▸ WHAT YOU WILL DO: Please reproduce exactly the line that contains "chimney and report the position of each." and every line after it through the end of the records below, adding nothing else.

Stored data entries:
━━━━━━━━━━━━━━━━━━━━━━━━━━━━━━
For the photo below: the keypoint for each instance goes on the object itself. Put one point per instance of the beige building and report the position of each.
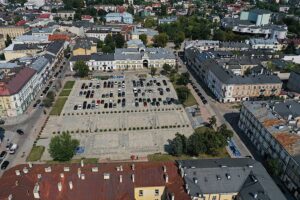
(12, 31)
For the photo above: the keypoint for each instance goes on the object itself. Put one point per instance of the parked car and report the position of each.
(4, 165)
(20, 131)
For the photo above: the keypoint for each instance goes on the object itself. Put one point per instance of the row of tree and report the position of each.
(203, 140)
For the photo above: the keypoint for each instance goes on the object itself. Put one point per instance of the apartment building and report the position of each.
(12, 31)
(233, 79)
(115, 181)
(274, 130)
(227, 179)
(18, 87)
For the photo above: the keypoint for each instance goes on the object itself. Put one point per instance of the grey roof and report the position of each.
(39, 63)
(55, 47)
(287, 108)
(242, 175)
(136, 54)
(19, 47)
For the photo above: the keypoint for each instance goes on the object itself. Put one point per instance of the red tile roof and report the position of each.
(44, 16)
(13, 83)
(93, 186)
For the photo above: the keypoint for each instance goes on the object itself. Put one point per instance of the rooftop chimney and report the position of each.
(59, 186)
(165, 168)
(48, 169)
(70, 185)
(66, 169)
(166, 178)
(18, 173)
(95, 169)
(25, 170)
(132, 177)
(36, 191)
(79, 172)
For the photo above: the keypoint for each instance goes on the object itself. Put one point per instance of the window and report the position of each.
(141, 193)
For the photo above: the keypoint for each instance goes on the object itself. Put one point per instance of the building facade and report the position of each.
(273, 128)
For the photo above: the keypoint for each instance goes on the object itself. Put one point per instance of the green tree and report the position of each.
(212, 121)
(223, 130)
(62, 147)
(119, 40)
(183, 79)
(153, 71)
(167, 68)
(161, 40)
(81, 68)
(178, 145)
(8, 40)
(143, 37)
(179, 38)
(182, 93)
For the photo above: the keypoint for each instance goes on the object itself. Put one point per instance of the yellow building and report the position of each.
(84, 47)
(14, 51)
(12, 31)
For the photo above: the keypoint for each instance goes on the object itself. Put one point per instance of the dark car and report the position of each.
(3, 154)
(4, 164)
(20, 131)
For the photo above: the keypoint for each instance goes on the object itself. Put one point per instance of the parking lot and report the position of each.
(121, 116)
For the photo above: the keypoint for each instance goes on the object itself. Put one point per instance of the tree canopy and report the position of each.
(62, 147)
━━━━━━━━━━━━━━━━━━━━━━━━━━━━━━
▸ SOLUTION FOR THIS EXERCISE:
For the photo above: the keypoint for each instance goes on the object itself. Put one point per instance of the rooftop chimney and report the position of each.
(59, 186)
(165, 168)
(48, 169)
(70, 185)
(66, 169)
(166, 178)
(18, 173)
(95, 169)
(25, 170)
(132, 177)
(36, 191)
(79, 172)
For the photo above: the keypoint for each instance goes on the object itself. Put one point per instance of the window and report the position of each.
(141, 193)
For the photo above: the keypoint for each instance goes on the object itself. Put one point per instance of the building facade and report the position of each.
(273, 128)
For the photo above: the keypoint for each instance goes on the object itself. Put one point per instance of the green tree and report the position of each.
(212, 121)
(223, 130)
(62, 147)
(119, 40)
(183, 79)
(153, 71)
(167, 68)
(161, 40)
(81, 68)
(178, 145)
(8, 40)
(143, 37)
(179, 38)
(182, 93)
For the photo above: the keypoint for each instance goes on the object itself. Put one point per instance of the yellow building and report the position of each.
(84, 47)
(14, 51)
(12, 31)
For the photo above: the keypoint for each instance goes on the object itself. Put one point per instance of the dark car and report the position of each.
(3, 154)
(4, 164)
(20, 131)
For the photo above: the keypoint for each instance goes on the object itself. Put one point per instance of the parking lot and report the position of each.
(121, 116)
For the photo above: the keypoint for each instance goes on the object itself. Put one point per instance of the tree canopy and report the position of each.
(62, 147)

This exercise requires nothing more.